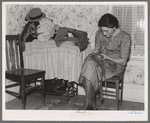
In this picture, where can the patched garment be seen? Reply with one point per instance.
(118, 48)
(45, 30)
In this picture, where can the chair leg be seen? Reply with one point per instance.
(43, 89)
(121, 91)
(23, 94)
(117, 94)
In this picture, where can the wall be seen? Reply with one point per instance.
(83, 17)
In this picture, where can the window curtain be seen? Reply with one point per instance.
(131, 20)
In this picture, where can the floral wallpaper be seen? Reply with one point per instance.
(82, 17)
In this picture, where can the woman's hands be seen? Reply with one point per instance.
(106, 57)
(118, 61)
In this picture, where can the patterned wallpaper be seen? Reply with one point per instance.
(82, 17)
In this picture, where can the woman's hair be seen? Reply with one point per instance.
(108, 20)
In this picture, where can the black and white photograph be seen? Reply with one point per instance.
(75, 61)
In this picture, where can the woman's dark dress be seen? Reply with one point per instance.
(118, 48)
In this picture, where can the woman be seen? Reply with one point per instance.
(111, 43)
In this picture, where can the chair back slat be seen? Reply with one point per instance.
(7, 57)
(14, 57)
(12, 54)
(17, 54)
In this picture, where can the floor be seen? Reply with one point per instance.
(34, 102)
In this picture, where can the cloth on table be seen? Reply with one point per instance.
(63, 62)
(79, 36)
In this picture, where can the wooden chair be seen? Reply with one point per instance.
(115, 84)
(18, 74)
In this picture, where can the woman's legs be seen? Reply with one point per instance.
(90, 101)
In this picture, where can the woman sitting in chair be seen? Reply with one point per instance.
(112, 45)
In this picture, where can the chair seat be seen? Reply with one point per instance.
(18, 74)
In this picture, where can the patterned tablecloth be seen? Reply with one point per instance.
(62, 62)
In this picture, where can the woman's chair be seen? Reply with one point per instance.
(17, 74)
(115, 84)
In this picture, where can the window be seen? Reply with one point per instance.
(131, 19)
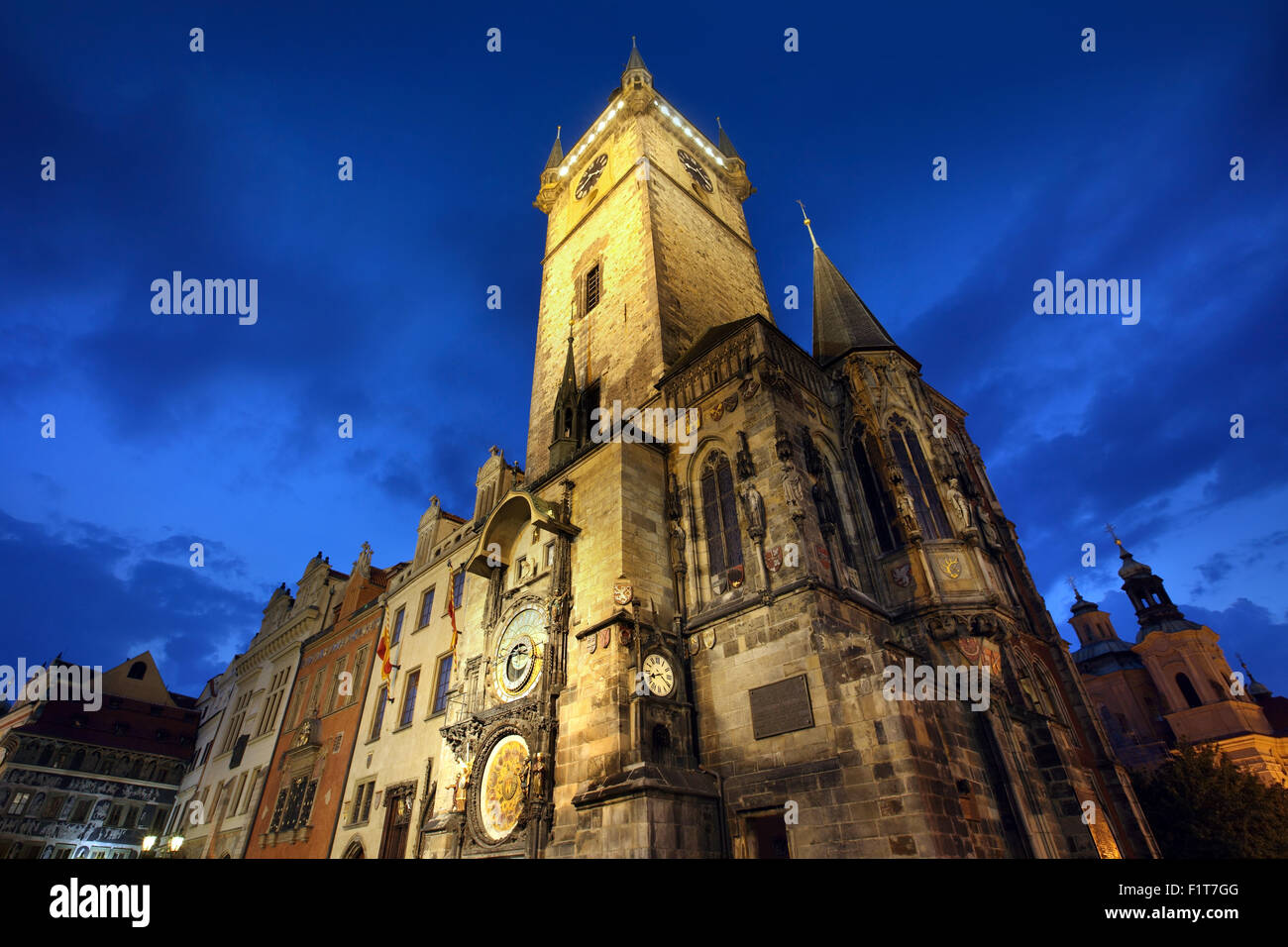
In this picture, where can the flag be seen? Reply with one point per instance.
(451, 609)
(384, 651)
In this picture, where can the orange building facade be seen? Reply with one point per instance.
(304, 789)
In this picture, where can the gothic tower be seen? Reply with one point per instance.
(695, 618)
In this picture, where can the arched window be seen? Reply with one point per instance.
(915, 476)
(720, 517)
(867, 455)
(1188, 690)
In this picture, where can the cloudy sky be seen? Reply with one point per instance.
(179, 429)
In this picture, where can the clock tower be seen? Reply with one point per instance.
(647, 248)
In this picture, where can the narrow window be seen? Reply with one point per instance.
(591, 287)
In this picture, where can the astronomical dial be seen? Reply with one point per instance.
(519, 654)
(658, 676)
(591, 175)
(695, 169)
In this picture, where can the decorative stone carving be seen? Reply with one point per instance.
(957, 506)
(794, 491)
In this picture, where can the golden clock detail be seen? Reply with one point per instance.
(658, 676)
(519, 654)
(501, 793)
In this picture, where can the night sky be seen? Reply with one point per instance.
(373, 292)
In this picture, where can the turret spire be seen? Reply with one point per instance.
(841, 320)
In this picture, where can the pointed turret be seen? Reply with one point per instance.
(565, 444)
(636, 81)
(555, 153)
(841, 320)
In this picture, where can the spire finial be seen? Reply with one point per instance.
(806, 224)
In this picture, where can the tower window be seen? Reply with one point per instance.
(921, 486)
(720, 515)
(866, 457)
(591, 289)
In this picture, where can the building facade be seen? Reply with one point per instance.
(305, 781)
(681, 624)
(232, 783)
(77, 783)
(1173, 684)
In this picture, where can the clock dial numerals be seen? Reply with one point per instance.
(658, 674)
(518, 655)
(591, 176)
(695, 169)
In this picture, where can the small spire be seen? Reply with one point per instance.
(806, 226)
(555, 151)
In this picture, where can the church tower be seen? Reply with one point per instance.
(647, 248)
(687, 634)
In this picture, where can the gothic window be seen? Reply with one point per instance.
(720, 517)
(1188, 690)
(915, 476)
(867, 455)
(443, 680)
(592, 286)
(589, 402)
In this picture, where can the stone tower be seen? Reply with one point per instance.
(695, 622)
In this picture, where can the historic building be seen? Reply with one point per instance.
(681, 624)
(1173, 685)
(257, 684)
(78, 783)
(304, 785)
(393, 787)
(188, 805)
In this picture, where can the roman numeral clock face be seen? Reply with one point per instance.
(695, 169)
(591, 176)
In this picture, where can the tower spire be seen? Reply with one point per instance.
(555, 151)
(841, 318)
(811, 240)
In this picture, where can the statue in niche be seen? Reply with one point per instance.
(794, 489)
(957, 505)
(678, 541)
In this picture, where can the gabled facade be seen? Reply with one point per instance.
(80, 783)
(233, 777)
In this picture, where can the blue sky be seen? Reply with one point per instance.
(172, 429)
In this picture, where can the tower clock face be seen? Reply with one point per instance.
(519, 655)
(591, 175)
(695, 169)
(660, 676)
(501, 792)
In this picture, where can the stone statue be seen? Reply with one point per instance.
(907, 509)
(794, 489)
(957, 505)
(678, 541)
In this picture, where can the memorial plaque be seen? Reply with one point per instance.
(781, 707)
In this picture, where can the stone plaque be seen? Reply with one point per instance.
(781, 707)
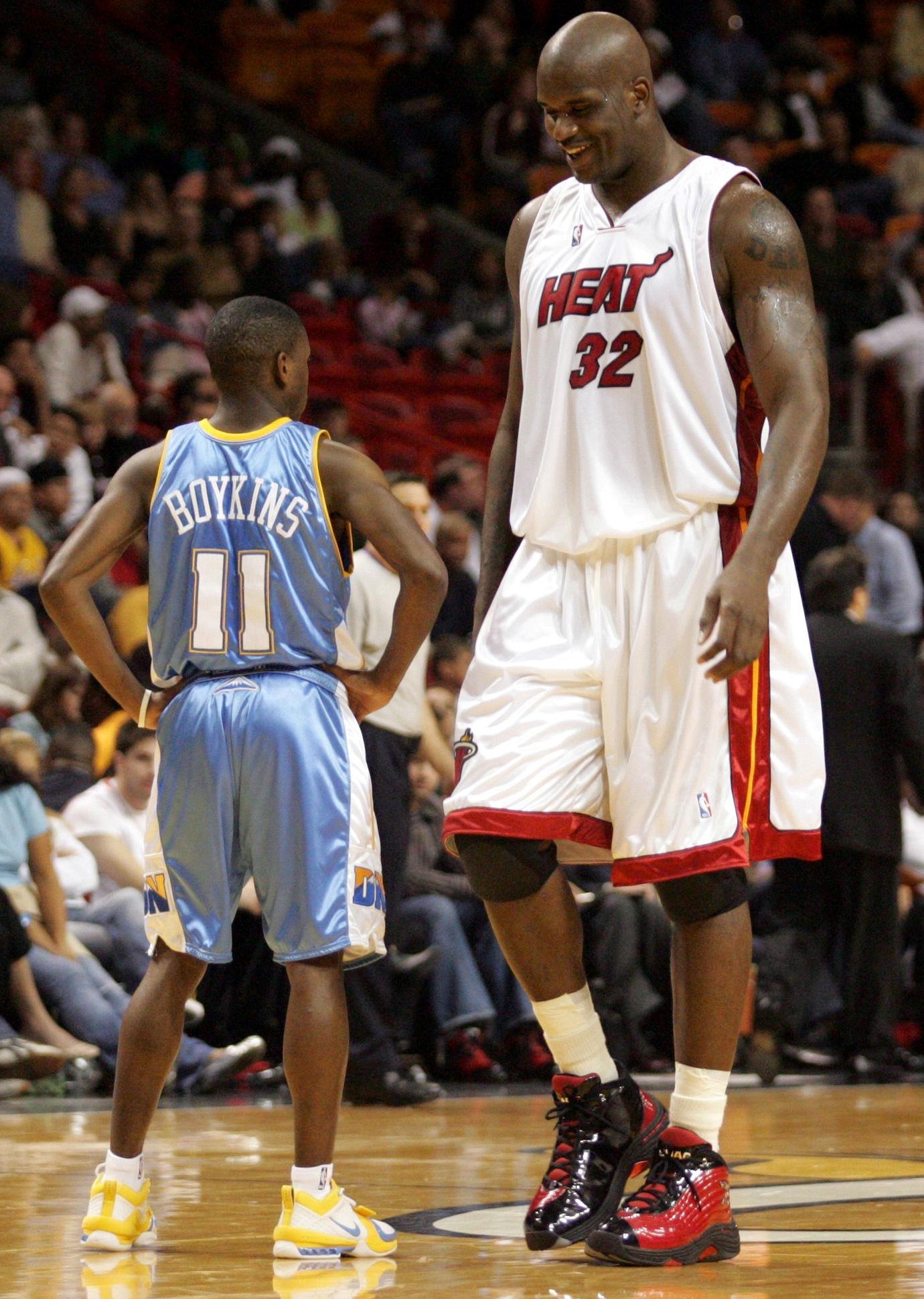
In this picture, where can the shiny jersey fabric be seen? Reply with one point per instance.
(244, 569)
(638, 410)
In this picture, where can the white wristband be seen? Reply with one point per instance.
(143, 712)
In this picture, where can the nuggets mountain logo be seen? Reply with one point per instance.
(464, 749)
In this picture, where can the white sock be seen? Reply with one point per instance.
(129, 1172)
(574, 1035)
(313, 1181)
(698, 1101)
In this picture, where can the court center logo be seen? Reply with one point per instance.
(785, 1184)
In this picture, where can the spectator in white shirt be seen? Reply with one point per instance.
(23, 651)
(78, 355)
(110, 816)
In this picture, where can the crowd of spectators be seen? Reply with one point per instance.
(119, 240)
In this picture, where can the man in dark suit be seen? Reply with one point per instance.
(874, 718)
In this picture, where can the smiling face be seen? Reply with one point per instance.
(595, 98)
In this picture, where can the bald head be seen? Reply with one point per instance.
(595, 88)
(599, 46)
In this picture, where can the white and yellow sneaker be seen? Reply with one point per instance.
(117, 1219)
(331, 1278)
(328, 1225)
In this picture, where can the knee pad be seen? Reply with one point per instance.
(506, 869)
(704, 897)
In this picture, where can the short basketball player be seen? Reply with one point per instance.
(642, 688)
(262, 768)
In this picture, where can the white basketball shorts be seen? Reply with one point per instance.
^^^^^^^^
Print out each record exactly as shown, but keep the pictures out.

Written answer
In this picture, where can the patched garment be seen? Reply with one point per instance.
(118, 48)
(45, 30)
In this picture, where can the chair leg be seen? Reply with one point per instance.
(43, 89)
(121, 91)
(23, 94)
(117, 94)
In this picture, where can the wall be seen? Reply with one point per instance.
(83, 17)
In this picture, where can the window curtain be seen? Reply with one point per instance.
(131, 20)
In this picture, where can the floral wallpaper be seen? Reply with one point per instance.
(82, 17)
In this picture, where can the woman's hands be seen? Reply with one point per instance.
(106, 57)
(118, 61)
In this picture, where can the patterned wallpaper be seen? Reply with one point per instance.
(82, 17)
In this picture, where can the woman's hair be seen? Reply with one point per instance.
(108, 20)
In this picture, where can the black and white photograph be seen? Reply with one point per instance.
(75, 61)
In this picture, where can the woman's dark dress be seen? Reply with one point per instance.
(118, 48)
In this picture, where can the woman be seen? Reply with one point per instance.
(111, 43)
In this picture, where can the chair back slat be seen? Reply with one point per instance.
(7, 57)
(14, 57)
(12, 54)
(17, 54)
In this picture, where can the floor be seen? Reply with one point per instance.
(34, 102)
In this picture, where can the cloth on table be seen? Reply with one point per instance.
(63, 62)
(79, 36)
In this picture, where can the wooden chair be seen? Reply with one point per instance.
(115, 84)
(18, 74)
In this picture, where can the woman's legs be seen? Reply with one point per instance.
(90, 101)
In this picture, where can the woman sitting in chair be seen? Reply with one point per instance.
(112, 45)
In this picture, where can the chair seat be seen? Reply with one point per instance.
(18, 74)
In this picture, where can the patterned tablecloth be seen? Reply with one point per instance.
(62, 62)
In this picture, where can the woman's chair be seen? Reply with one point per instance.
(17, 74)
(115, 84)
In this picture, where can the window be seen? Reply with one point per instance.
(131, 19)
In this picture, where can the flag be seen? Reply with one point per instance.
(451, 609)
(384, 651)
In this picture, where can the orange building facade be seen? Reply with one point per instance.
(304, 789)
In this picture, where can the gothic tower be seen? Reply with one point per instance.
(695, 618)
In this picture, where can the arched window be seen? Reply with one point per instance.
(915, 476)
(720, 517)
(867, 455)
(1188, 690)
In this picture, where can the cloudy sky be seen? Reply with one point per instance.
(179, 429)
In this picture, where can the clock tower be seen? Reply with one point per instance.
(647, 248)
In this picture, where can the narrow window be seen? Reply with one point per instance.
(591, 287)
In this picture, where can the astronomical dial be seen? Reply with one point per instance.
(519, 654)
(658, 676)
(591, 175)
(695, 169)
In this picture, where can the decorative stone carving be seen? Reply with one point per instance.
(957, 506)
(794, 491)
In this picture, where can the golden clock detail be seen? Reply with one point per instance.
(658, 676)
(519, 654)
(501, 793)
In this picture, where can the night sky be seen? Reply with one point per instance.
(373, 292)
In this picture, where can the turret spire be seen? Reply with one point per instance.
(841, 320)
In this picture, where can the pointed turret be seen? Reply with one point per instance.
(565, 444)
(636, 81)
(555, 153)
(841, 320)
In this picture, where can the spire finial be seen? Reply with one point per instance.
(806, 224)
In this picture, where can the tower window be seen? Reply with one point per instance.
(921, 486)
(720, 515)
(866, 457)
(591, 289)
In this picture, where can the building facade be seen? Reply with one point per instance.
(305, 781)
(681, 624)
(232, 783)
(77, 783)
(1173, 684)
In this picture, where can the clock dial numerals be seen? Reply with one point per instance.
(658, 674)
(518, 655)
(591, 176)
(695, 169)
In this picture, where can the small spire be seen? Reply with one point per instance.
(806, 226)
(555, 151)
In this picture, where can the church tower be seen? Reply with one point per instance.
(647, 248)
(687, 634)
In this picture, where can the gothic window be seen? Reply with one point per instance.
(720, 517)
(1188, 690)
(915, 476)
(867, 455)
(443, 680)
(592, 286)
(589, 402)
In this picture, where can the stone tower be seen? Reply with one point per instance.
(695, 622)
In this picture, where can the historic building be seen? Reply with one point per instance.
(681, 624)
(1173, 685)
(257, 684)
(78, 783)
(304, 785)
(393, 787)
(188, 805)
In this picture, where can the roman numeral clock face be seen? Reply with one point per instance.
(695, 169)
(591, 176)
In this picture, where can the tower spire be seen? Reply with one point per instance.
(555, 151)
(841, 318)
(811, 240)
In this picture, where can the statue in niche be seen? Reply with one point per instance.
(794, 489)
(957, 505)
(678, 541)
In this picture, where can the gabled facade be seen? Reply with one point per instance.
(80, 783)
(233, 777)
In this picture, where can the blue sky be seen? Reply with one point per instance.
(172, 429)
In this picture, where can the tower clock face be seen? Reply with one point per instance.
(519, 655)
(591, 175)
(695, 169)
(660, 676)
(501, 792)
In this picture, where can the stone statue be seen? Reply with one point per instance.
(907, 509)
(794, 489)
(957, 505)
(678, 541)
In this picture, where can the memorial plaque be seen? Reply with one point per instance.
(781, 707)
In this picture, where can the stone plaque be seen? Reply with one point per instance.
(781, 707)
In this picture, where can the shiny jersey fabric be seen? Reply with one point per instance.
(244, 569)
(638, 410)
In this picture, where can the white wristband be seen? Reply with one point per instance.
(143, 712)
In this picture, where can the nuggets mountain logo be seen? Reply with one point per instance.
(464, 749)
In this picture, where can the white sock be seen? Reply with one point per instance.
(129, 1172)
(574, 1035)
(313, 1181)
(698, 1101)
In this picture, where can the court center logo be seen? Reply with one point per instance.
(785, 1184)
In this picture, where can the spectator in white shirt be seen? Reply with one point per instance.
(23, 651)
(78, 355)
(110, 816)
In this picture, where can the crowd of spectators be seen? Reply with one point per instance.
(119, 240)
In this picture, where can the man in dark suit be seen? Reply with one point per instance.
(874, 718)
In this picture, where can the smiling face be seen? Reply with one point per instance.
(595, 98)
In this picture, where can the bald head be seen? Reply with one point per instance.
(595, 88)
(599, 46)
In this picture, where can the white and yellow sneaker be seen? Reply with one point per instance.
(117, 1219)
(331, 1278)
(328, 1225)
In this picture, where can the knee pad be seen? Reply with one point per instance.
(506, 869)
(704, 897)
In this picture, where can the short basketball player be seen? Reply with one point per instance.
(642, 688)
(262, 768)
In this picture, where can the white basketball shorts be seen? Reply with one point per instance.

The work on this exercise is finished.